◆ **Requirements**
Please pull out the lines of the listing from the line containing "segment: black camera operator cap" through the end of the listing, inclusive, and reproduce them unchanged.

◆ **Data items**
--- Start ---

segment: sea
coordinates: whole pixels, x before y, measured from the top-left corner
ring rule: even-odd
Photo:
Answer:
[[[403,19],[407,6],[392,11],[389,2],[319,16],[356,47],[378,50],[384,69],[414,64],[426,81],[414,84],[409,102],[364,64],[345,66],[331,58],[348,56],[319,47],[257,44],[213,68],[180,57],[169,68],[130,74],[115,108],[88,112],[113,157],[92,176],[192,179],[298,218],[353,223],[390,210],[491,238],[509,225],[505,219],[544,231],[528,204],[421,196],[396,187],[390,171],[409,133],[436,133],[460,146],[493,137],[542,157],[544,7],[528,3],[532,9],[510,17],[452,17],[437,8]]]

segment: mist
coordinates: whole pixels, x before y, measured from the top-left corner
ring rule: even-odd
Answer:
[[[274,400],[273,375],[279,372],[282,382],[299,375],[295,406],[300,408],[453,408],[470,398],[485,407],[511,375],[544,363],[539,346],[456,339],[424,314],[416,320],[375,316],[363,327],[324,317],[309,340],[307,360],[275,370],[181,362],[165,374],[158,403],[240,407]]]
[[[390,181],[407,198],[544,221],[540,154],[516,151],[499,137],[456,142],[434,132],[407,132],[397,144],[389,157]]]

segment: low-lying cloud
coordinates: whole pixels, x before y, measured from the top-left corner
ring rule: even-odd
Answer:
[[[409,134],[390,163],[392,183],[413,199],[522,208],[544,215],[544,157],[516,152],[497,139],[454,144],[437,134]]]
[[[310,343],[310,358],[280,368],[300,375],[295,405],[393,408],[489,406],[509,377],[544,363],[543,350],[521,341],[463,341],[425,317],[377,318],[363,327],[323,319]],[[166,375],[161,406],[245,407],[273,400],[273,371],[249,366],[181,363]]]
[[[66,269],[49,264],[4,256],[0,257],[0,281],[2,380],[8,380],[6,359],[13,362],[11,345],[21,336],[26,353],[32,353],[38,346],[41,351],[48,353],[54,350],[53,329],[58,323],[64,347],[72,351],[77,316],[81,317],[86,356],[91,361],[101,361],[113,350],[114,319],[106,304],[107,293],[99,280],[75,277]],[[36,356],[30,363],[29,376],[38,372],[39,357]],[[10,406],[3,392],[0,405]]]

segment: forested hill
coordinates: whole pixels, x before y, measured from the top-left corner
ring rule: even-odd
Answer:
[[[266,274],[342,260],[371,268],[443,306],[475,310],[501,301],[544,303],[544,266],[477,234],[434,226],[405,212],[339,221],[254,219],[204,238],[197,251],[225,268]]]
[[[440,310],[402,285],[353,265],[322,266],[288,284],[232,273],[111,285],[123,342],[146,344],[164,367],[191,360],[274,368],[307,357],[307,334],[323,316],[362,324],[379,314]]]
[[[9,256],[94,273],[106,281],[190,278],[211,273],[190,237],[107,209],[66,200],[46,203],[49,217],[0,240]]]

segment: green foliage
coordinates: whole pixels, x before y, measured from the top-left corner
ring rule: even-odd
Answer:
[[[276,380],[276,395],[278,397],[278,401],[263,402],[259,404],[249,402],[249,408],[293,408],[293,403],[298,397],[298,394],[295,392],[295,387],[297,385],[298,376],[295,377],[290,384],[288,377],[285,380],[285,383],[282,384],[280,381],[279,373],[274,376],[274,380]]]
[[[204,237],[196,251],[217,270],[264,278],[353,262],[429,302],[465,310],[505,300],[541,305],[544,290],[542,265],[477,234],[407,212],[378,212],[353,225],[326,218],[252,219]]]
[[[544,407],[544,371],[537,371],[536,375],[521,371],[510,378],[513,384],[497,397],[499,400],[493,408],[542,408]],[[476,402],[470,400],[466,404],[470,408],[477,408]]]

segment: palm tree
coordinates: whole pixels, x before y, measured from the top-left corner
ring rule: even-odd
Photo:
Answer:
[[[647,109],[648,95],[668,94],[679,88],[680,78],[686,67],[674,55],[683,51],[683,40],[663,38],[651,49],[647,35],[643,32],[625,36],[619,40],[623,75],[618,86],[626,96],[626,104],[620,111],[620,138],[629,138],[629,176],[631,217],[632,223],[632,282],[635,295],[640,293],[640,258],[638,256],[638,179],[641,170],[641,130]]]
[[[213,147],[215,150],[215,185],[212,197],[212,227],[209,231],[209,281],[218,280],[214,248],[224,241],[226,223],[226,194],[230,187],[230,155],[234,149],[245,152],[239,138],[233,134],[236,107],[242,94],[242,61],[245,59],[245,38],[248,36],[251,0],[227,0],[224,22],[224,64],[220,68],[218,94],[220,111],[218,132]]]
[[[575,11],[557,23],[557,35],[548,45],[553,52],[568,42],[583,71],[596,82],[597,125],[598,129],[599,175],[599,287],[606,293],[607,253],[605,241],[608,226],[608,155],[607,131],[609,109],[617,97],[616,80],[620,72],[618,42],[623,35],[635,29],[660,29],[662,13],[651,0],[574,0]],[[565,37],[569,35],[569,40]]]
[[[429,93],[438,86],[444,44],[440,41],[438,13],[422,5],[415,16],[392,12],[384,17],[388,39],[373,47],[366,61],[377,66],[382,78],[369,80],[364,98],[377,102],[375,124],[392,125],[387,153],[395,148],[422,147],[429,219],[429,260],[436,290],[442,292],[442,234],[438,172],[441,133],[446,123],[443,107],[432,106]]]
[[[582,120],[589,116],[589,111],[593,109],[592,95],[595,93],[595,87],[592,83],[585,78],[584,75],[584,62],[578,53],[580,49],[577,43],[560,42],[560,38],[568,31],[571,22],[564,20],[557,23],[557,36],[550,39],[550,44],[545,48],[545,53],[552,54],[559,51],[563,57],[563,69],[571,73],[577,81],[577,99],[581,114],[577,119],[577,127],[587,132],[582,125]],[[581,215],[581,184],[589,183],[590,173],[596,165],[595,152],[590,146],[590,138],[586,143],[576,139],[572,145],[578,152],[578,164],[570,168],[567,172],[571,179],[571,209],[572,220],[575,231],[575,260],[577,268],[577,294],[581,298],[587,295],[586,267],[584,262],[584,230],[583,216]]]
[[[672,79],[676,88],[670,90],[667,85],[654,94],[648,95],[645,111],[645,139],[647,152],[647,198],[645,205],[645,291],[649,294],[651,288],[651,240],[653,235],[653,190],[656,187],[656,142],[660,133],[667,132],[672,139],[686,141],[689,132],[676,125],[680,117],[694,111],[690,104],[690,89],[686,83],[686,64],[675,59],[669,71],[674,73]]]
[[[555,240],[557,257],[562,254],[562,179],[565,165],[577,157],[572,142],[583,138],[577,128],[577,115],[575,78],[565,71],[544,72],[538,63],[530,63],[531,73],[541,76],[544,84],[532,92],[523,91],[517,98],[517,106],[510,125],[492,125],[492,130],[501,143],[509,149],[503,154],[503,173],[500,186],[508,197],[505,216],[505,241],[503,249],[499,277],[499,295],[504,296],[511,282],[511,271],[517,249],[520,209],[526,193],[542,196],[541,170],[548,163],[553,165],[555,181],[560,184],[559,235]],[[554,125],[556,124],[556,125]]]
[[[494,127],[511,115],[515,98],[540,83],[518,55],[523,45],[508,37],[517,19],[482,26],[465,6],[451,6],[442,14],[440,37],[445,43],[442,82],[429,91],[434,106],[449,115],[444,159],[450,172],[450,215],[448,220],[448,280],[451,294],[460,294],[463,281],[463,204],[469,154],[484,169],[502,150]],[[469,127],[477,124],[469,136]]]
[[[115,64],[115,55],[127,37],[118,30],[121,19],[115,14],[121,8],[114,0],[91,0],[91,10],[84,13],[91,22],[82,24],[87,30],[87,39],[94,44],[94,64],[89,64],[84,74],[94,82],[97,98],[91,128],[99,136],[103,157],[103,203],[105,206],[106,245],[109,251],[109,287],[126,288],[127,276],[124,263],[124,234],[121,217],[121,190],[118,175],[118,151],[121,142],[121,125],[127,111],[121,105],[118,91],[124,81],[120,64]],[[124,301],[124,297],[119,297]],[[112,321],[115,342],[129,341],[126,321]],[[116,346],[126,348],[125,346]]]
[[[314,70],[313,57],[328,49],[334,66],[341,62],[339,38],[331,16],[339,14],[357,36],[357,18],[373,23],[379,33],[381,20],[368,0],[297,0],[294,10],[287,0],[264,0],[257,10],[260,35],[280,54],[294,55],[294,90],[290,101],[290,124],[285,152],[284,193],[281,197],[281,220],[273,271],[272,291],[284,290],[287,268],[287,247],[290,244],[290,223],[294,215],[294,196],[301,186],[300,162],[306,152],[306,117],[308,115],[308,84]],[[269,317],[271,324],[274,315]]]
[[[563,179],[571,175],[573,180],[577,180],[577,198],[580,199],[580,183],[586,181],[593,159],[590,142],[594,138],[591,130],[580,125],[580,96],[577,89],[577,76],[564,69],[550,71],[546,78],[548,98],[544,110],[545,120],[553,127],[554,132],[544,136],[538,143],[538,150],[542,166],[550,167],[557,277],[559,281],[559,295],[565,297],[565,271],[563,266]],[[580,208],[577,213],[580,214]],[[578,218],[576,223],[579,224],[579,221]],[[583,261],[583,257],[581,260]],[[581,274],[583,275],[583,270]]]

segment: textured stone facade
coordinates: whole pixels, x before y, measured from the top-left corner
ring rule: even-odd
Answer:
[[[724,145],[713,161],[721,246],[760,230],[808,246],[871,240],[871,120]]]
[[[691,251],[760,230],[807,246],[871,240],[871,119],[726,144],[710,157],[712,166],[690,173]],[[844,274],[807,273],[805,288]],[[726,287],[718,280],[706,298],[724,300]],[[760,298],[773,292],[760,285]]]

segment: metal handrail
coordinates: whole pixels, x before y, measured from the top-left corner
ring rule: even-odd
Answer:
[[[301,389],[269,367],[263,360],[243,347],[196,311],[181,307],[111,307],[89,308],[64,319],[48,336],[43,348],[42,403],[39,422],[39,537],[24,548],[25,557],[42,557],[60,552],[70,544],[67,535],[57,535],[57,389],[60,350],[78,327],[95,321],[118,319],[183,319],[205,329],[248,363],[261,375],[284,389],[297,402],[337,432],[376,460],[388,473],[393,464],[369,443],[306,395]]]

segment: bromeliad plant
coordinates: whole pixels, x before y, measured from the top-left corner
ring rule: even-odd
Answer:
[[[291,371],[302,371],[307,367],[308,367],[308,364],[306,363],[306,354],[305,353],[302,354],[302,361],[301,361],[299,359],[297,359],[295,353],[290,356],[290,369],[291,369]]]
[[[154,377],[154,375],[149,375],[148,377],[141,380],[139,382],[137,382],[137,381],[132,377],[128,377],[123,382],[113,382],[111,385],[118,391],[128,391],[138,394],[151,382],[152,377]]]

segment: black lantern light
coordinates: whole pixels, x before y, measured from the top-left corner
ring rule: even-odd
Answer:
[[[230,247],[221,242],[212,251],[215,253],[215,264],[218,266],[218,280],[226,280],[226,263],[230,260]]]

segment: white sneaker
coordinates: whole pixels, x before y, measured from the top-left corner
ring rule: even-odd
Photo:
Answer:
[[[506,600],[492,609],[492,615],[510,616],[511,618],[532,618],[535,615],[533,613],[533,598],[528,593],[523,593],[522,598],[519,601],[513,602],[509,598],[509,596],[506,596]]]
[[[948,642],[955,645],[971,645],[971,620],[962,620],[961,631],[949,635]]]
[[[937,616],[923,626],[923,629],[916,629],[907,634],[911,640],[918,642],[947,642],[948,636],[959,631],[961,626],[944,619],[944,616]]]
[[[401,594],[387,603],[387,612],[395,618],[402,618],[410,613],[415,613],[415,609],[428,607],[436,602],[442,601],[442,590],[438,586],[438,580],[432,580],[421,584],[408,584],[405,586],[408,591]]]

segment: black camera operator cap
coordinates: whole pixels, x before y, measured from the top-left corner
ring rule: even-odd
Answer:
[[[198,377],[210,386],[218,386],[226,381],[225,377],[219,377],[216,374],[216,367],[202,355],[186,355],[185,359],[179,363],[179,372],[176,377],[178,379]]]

--- End ---

◆ **Reply to the task**
segment: black camera operator cap
coordinates: whole pixels, x before y, measured from the top-left corner
ring rule: even-odd
Answer:
[[[198,377],[210,386],[218,386],[226,381],[225,377],[219,377],[216,374],[216,367],[202,355],[186,355],[185,359],[179,363],[179,372],[176,377],[178,379]]]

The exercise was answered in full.